● Required work
Begin at the line of the listing that has "target: cappuccino foam" and stop after the line that has "404 588 L 541". Give those lines again with "separate parts" swapped for "disjoint pieces" and nothing else changed.

--------

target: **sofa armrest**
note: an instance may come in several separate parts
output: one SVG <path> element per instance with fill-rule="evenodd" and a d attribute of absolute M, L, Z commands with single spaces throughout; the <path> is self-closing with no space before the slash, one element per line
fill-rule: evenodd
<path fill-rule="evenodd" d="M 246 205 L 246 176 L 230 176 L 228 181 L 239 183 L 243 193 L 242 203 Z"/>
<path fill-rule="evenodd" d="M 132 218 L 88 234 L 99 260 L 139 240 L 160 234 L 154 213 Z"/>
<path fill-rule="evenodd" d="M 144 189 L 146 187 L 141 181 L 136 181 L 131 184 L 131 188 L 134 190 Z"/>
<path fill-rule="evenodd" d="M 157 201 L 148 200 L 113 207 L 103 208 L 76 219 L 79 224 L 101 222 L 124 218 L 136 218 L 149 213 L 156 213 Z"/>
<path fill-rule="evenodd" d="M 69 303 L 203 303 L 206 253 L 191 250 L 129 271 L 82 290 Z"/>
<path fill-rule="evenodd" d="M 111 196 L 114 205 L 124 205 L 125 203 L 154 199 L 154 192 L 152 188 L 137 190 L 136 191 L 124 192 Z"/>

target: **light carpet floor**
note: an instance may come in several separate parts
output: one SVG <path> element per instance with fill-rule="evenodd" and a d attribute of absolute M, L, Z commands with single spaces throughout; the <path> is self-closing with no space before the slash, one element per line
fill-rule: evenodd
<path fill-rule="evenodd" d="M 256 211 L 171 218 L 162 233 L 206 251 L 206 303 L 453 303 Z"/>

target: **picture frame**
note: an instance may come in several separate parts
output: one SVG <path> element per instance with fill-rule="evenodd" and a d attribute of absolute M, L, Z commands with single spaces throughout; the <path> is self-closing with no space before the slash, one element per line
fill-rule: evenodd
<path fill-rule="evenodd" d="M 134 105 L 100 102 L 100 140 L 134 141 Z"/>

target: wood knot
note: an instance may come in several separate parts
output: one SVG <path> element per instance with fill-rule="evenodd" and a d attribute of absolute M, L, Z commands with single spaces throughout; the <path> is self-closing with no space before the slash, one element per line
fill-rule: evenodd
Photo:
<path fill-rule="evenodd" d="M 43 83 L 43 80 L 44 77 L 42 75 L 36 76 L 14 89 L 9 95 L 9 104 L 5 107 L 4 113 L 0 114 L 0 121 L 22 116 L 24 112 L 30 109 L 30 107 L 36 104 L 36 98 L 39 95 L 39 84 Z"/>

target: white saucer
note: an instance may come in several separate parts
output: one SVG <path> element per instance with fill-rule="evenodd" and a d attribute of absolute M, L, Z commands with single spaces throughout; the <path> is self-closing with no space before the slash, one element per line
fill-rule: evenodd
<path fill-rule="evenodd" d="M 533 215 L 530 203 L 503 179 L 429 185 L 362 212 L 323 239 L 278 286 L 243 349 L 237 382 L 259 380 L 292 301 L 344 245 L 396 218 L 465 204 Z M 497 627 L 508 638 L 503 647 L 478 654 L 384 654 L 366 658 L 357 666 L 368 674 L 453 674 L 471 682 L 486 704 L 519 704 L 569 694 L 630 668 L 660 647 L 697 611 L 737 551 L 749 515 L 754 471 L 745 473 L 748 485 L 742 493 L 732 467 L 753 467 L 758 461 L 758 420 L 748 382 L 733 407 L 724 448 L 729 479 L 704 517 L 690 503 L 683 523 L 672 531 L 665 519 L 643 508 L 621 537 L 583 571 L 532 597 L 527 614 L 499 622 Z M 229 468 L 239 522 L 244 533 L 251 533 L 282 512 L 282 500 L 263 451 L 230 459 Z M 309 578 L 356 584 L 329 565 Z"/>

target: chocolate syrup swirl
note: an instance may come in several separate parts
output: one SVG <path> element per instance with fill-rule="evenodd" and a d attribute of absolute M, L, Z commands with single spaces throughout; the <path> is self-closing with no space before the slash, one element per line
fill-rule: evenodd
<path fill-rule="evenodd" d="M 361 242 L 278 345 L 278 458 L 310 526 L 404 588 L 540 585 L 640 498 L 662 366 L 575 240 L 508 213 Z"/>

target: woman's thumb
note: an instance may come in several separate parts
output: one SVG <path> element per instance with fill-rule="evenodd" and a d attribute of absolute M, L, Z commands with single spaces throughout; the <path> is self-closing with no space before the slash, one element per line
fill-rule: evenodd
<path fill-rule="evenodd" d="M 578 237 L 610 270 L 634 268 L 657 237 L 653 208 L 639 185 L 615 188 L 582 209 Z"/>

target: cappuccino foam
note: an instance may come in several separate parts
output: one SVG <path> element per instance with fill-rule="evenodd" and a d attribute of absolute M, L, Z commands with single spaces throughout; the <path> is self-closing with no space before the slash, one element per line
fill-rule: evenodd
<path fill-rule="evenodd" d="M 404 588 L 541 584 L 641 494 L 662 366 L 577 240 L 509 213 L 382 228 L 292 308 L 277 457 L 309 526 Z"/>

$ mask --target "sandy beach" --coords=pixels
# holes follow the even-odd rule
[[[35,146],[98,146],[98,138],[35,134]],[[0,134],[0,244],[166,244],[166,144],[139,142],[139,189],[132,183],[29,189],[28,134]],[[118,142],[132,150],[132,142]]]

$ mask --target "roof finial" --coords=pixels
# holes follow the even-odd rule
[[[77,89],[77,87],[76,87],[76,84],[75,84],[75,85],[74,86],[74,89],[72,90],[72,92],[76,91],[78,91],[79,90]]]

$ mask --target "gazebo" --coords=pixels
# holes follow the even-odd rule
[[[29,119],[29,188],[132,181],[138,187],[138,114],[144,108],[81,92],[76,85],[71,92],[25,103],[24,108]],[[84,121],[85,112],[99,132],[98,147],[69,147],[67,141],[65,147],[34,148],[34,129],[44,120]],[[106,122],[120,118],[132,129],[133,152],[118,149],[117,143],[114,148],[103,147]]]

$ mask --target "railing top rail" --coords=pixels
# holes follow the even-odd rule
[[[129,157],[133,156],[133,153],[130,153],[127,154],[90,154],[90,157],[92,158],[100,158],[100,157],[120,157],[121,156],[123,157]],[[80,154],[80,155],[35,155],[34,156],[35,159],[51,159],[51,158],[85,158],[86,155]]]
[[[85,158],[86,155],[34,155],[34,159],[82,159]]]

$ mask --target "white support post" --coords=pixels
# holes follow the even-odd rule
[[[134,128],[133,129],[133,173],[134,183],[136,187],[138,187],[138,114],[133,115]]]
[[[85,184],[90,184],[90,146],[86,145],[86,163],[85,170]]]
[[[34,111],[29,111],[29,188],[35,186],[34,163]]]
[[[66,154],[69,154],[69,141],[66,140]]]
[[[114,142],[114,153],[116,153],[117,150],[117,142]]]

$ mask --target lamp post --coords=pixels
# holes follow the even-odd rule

--------

● Answer in full
target: cappuccino foam
note: an instance may come in several disjoint pieces
output: one SVG <path> element per instance with fill-rule="evenodd" and a d attribute of absolute M, L, Z commands with single spaces throughout; the <path> is self-closing with no space before the slash, one element per line
fill-rule: evenodd
<path fill-rule="evenodd" d="M 404 588 L 541 584 L 641 494 L 662 366 L 577 240 L 509 213 L 382 228 L 292 308 L 277 457 L 309 526 Z"/>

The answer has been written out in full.